# THE TASK:
Within the entries below, find the portion that opens with the line containing "query | spot the man's hand" and closes with the line containing "query | spot the small". Retype that portion exactly and only.

┄┄┄┄┄┄┄┄┄┄┄┄┄┄┄┄┄┄┄┄

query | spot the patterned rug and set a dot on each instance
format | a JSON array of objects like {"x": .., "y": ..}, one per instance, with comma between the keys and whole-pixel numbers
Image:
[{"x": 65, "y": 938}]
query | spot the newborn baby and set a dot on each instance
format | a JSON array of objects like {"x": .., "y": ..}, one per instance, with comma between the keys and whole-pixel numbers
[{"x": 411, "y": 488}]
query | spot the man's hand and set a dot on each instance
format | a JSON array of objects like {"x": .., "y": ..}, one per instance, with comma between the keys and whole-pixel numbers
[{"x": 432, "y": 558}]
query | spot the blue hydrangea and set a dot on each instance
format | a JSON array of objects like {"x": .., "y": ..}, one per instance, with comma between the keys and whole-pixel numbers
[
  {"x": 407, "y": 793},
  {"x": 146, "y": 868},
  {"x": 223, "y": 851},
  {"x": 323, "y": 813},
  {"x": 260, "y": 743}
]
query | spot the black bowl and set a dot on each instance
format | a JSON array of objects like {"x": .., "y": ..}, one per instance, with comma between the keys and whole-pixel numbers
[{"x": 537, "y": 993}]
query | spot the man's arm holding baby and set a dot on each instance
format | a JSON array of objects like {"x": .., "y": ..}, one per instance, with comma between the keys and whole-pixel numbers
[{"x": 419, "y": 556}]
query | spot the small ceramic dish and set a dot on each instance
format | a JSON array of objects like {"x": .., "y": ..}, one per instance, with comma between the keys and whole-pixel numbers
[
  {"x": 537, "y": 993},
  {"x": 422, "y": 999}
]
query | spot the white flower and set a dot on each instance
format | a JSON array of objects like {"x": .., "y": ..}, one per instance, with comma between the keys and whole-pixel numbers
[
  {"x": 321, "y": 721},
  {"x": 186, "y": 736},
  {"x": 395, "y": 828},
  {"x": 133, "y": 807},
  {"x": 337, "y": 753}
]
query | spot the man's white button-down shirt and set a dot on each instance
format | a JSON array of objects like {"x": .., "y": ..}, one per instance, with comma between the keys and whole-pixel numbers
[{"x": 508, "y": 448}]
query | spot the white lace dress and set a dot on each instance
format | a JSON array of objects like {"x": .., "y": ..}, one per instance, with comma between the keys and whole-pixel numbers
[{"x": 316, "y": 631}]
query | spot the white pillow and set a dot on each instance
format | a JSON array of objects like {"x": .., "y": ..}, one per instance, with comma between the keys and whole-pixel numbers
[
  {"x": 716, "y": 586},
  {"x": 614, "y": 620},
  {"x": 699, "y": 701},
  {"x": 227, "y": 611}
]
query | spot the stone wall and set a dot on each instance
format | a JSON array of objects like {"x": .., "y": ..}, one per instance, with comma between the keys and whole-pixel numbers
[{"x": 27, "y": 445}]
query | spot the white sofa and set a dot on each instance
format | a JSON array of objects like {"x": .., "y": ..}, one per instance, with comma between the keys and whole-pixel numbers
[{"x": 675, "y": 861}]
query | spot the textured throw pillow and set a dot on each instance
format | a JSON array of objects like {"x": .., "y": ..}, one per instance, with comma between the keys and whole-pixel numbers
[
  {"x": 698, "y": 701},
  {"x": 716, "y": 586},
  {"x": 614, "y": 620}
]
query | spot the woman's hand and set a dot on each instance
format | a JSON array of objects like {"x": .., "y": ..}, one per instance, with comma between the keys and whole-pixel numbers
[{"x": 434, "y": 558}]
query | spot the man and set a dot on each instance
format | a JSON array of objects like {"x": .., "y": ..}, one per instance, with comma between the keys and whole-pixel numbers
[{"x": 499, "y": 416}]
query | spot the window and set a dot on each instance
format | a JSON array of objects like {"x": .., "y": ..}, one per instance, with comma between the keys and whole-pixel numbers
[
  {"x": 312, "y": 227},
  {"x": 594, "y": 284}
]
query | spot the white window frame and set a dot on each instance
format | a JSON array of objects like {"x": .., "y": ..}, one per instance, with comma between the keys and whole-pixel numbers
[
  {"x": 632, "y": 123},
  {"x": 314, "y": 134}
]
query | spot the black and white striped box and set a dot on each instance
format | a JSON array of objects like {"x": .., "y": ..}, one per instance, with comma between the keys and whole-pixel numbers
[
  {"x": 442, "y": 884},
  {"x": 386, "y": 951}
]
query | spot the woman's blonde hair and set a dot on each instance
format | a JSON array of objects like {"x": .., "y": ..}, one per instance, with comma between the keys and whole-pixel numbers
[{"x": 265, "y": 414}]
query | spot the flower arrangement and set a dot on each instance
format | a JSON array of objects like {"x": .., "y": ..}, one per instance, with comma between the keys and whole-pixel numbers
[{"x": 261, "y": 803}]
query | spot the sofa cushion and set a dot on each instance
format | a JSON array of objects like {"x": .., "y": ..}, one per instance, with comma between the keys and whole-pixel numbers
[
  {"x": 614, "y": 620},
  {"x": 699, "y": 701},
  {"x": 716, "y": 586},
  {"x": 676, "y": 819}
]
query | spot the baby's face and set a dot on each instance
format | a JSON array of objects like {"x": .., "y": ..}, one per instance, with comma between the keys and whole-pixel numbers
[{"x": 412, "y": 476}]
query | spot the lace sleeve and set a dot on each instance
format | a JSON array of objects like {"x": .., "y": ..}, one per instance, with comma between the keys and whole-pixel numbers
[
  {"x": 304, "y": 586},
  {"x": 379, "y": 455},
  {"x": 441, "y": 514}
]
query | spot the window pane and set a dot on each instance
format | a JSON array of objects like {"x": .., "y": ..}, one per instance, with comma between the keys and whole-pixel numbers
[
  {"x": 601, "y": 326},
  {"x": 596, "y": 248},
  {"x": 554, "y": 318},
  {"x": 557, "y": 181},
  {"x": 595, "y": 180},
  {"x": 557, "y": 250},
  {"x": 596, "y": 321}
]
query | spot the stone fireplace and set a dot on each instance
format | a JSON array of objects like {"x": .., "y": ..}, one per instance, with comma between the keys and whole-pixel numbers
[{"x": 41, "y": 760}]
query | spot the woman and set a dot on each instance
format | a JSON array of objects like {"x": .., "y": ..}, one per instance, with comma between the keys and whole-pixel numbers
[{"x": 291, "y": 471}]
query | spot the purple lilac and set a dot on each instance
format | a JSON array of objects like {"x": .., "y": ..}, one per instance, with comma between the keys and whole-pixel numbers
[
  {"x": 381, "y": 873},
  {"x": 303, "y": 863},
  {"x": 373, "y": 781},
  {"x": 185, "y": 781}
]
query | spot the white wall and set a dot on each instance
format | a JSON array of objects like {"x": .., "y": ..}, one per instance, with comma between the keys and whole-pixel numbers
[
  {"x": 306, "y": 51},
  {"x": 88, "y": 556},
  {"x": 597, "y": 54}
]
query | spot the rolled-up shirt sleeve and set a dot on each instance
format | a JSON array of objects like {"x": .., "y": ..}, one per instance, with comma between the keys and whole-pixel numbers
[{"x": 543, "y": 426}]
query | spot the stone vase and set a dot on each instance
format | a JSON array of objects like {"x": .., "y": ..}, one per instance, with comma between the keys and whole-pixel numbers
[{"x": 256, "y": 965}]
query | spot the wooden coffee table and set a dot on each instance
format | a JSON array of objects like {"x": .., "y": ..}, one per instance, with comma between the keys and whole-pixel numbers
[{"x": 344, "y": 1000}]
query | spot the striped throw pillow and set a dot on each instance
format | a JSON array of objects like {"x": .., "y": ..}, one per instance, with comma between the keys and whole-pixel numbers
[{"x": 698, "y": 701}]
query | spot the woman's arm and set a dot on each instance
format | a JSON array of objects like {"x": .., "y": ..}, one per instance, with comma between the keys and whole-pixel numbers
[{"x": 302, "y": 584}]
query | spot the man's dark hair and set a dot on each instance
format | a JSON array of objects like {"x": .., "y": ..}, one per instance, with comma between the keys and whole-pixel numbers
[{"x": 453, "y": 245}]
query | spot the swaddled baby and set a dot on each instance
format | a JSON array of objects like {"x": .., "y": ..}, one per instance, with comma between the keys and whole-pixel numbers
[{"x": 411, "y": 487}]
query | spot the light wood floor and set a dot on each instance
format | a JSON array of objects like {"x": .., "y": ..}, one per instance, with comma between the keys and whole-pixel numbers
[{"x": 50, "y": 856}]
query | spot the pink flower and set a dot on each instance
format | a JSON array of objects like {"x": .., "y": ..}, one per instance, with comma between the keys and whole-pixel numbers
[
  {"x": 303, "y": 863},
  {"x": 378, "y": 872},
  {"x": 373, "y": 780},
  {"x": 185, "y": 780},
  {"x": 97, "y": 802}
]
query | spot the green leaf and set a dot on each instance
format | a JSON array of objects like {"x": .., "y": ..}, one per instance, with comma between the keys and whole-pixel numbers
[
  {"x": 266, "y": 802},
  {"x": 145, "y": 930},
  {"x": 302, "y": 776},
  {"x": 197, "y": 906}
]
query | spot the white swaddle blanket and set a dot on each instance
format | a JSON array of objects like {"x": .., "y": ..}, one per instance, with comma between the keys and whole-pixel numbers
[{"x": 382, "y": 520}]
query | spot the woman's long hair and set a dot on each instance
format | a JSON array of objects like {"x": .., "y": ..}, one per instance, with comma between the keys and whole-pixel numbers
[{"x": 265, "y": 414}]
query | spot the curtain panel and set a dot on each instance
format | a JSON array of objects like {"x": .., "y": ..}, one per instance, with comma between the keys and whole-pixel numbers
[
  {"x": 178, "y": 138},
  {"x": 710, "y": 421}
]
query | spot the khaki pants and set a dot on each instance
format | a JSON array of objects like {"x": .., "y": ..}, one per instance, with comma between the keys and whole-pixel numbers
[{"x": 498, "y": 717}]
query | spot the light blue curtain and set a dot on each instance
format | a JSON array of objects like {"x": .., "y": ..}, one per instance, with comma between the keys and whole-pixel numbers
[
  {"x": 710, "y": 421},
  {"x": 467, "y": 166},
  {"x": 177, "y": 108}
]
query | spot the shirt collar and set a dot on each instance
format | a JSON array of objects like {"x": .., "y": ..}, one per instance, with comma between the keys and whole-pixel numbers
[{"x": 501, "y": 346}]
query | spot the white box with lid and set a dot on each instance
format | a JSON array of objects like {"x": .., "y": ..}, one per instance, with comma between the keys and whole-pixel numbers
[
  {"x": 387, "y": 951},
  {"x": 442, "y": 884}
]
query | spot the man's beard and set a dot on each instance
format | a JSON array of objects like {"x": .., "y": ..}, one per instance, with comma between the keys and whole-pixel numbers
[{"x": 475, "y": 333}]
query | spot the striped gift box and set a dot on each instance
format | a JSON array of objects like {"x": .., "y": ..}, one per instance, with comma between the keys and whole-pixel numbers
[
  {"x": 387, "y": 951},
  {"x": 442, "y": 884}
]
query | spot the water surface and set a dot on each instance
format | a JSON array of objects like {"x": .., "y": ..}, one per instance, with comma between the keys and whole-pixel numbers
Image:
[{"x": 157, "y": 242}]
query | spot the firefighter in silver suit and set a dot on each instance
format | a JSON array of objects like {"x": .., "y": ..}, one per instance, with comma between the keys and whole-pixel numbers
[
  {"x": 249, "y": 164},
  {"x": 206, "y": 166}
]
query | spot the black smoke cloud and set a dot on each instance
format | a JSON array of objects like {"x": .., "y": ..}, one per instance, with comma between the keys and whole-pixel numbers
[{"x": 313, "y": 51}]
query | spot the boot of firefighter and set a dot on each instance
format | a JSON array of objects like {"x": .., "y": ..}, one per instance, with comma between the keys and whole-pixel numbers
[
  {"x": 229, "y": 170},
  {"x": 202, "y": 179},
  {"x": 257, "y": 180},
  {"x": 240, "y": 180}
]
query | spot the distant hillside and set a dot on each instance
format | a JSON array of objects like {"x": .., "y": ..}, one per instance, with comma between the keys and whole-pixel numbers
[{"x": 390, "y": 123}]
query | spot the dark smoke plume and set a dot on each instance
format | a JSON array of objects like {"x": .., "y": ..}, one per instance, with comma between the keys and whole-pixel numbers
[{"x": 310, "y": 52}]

┄┄┄┄┄┄┄┄┄┄┄┄┄┄┄┄┄┄┄┄

# REPLY TO THE EXERCISE:
query | spot the man's hand and set a dot on each instance
format | a JSON array of objects like {"x": .., "y": ..}, one per instance, with comma between the keys and whole-pixel numbers
[{"x": 432, "y": 558}]
query | spot the blue hydrangea and set a dot on each instance
format | a JSON array of objects like {"x": .., "y": ..}, one per instance, with comma between the keys and whole-pixel numbers
[
  {"x": 407, "y": 793},
  {"x": 146, "y": 868},
  {"x": 223, "y": 851},
  {"x": 323, "y": 813},
  {"x": 260, "y": 743}
]
query | spot the black bowl and set a dot on each instance
format | a JSON array of objects like {"x": .., "y": ..}, one per instance, with comma between the keys and whole-pixel numbers
[{"x": 537, "y": 993}]
query | spot the man's arm holding baby and set a dot on each instance
format | a JSON array of objects like {"x": .., "y": ..}, one per instance, with comma between the keys and whole-pixel numbers
[{"x": 419, "y": 556}]
query | spot the small ceramic dish and set a dot on each instance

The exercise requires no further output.